- [Supplied data]
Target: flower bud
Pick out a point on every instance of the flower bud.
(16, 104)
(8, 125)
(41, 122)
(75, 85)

- [About this task] Set down the whole of the material again, exactly.

- [Exercise result]
Target: flower bud
Pick out a point on every instance of the flower bud.
(16, 104)
(8, 125)
(41, 122)
(75, 85)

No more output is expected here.